== Short task ==
How many lines in the data below contain the string "pixel"? Reply with the number alone.

== Source material ==
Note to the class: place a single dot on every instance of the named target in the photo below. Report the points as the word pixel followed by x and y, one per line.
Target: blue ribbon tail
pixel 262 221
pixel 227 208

...

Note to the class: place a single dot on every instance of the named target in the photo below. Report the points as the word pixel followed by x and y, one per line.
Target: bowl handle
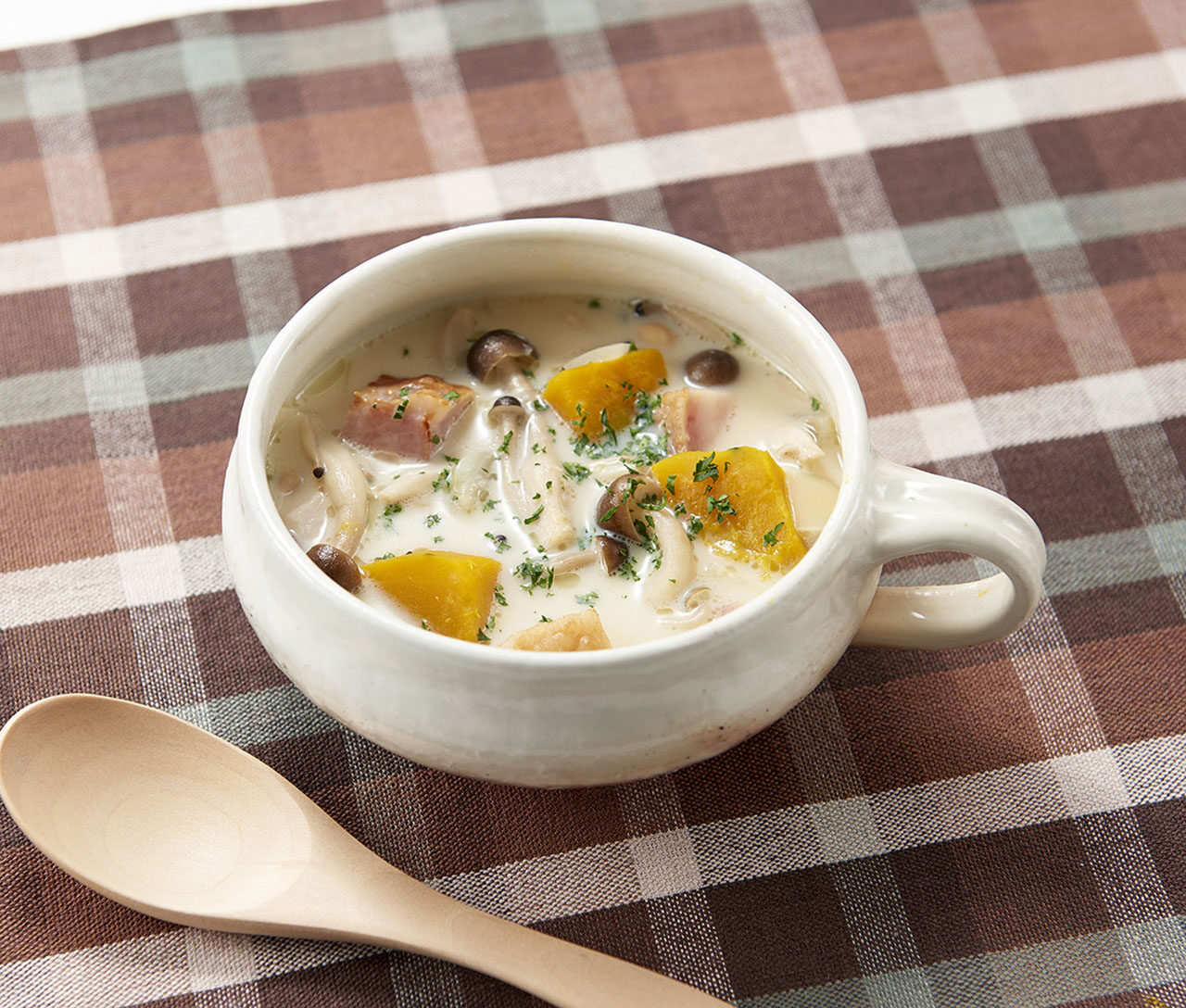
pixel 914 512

== Result of this task ==
5